Passage fourni:
À Bordeaux, dès 2016, trois chefs d’entreprise ont ainsi créé Les Detritivores. Un projet à toute petite échelle d’abord, puisque l’objectif premier était de valoriser les biodéchets générés par le Magasin Général, le restaurant bio et locavore de l’éco-lieu Darwin à Bordeaux. Une micro-plateforme de compostage avait alors été créée sur place. L’offre a vite pris de l’ampleur, séduisant d’autres restaurateurs, entrepreneurs ou services publics.
Pas si étonnant étant donné que depuis 2016, la loi oblige les professionnels générant plus de 10 tonnes de biodéchets chaque année à les valoriser (via le compostage ou via la méthanisation, c’est-à-dire la transformation de la matière organique en biogaz). L’obligation sera étendue à tous les producteurs de biodéchets d’ici 2024. L’association bordelaise, qui emploie une dizaine de salariés, est ainsi en charge à ce jour d’une collecte auprès de 200 professionnels environ.
Compostage en circuit court
Même constat pour les Parisiens des Alchimistes, qui ont monté leur structure début 2017 pour permettre aux professionnels de la capitale d’accéder eux aussi à un service de compostage de proximité. On est sur du circuit ultra court, explique Cyrielle Callot, l’une des trois associés. Après la collecte en ville, on fabrique le compost localement (les sites de compostage se trouvent aujourd’hui dans le XVIIIᵉ arrondissement de Paris et en proche périphérie, NDLR) et on le vend à des agriculteurs des environs, à des agriculteurs urbains et à des citoyens, explique-t-elle. En parallèle de notre développement, nous avons été contactés par des porteurs de projets d’autres régions qui souhaitaient monter des antennes sur leurs territoires.
Comme Lorraine Guers, jusque-là logisticienne dans le secteur des transports et à la recherche d’un plus fort engagement environnemental et social dans son métier, qui a pris contact avec les Alchimistes pour co-fonder l’antenne marseillaise en 2019. L’objectif commun de tous ces acteurs : trouver des solutions plus vertueuses. On a voulu être dans une logique la plus écolo possible : faire la collecte en vélo et mettre en place des micro-unités de compostage en cœur de métropole, pour éviter le recours aux camions, explique Marc Ferrieux, l’un des fondateurs de Oui Compost, société créée à Lyon en 2019.

Consigne à suivre:
Poursuivez le texte sur le compostage des biodéchets en reprenant juste après sa dernière phrase. Les données proviennent d’une autre source.

(Données d’étiquetage de lieux)
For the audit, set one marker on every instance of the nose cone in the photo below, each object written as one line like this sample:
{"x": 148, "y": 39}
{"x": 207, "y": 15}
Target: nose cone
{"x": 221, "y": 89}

Résultat obtenu:
Rendre le compost attrayant
Ce choix du circuit court se veut également pédagogique. On préfère être dans une logique de sensibilisation du public en montrant les biodéchets au lieu de les cacher, ajoute l’entrepreneur lyonnais. Mais faire du compost en ville n’est pas toujours simple. L’un des gros enjeux est la gestion des nuisances possibles, notamment olfactives, précise Cyrielle des Alchimistes. Nous avons des unités micro-industrielles en cuves fermées, ce qui permet de canaliser les odeurs.
À Bordeaux, les craintes des riverains ont même poussé les Detritivores à sous-traiter le compostage temporairement à des prestataires situés en périphérie de la ville, en attendant l’ouverture de leur nouvelle plateforme dans le quartier Brazza prévu pour début 2021. La société bordelaise, qui privilégie le compostage en andains, c’est-à-dire en tas et non dans des cuves fermées, veut faire de cette plateforme un lieu de visite pour les futurs habitants des alentours afin d’ancrer le compostage au cœur des quartiers, se réjouit Lucie Ouvrard, chargée de projets des Detritivores.
Pour Marc Ferrieux, la pédagogie passe aussi par le produit lui-même. Par le compost donc, vendu par la jeune entreprise à un public urbain qui va acheter un produit 100 % local, 100 % naturel pour les plantes d’intérieur ou les petits balcons. Des points d’apport volontaire de biodéchets pour les particuliers ont été installés par Oui Compost dans certains des commerces qui vendent leur compost, ce qui rend le processus encore plus visible. On retrouve vraiment cette idée d’économie circulaire où les déchets reviennent là où ils ont été produits, mais sous forme de fertilisant. La boucle est bouclée.
De tels points de collecte permettant aux citoyens d’accéder au compostage sont aussi en cours de développement parmi les autres acteurs du secteur. Les Alchimistes, notamment, en ont mis en place dans cinq villes françaises (à Paris, Marseille, Lyon, Toulouse et Lille) ces derniers mois.
Au compost, citoyens !
Il faut dire qu’aujourd’hui, les solutions offertes aux citadins sont limitées : rares composteurs collectifs dans les jardins publics ou lombricomposteurs, parfois boudés par les citadins craignant les odeurs ou la présence de vers de terre dans leur appartement, même s’ils ne risquent pas de s’échapper de leur petite machine à composter.
Pour autant, quand on va collecter à Bayonne ou à Biarritz, on est souvent alpagués par des particuliers qui expriment le souhait d’avoir eux aussi accès à des solutions de compostage, partage Fanny Couronné de l’association basque Les Carrioles Vertes fondée l’an dernier. L’association a elle aussi pour projet de développer un réseau de consignes vertes, points d’apport volontaire de déchets compostables, à destination des citoyens, après une phase de test qui s’est déroulée cet été.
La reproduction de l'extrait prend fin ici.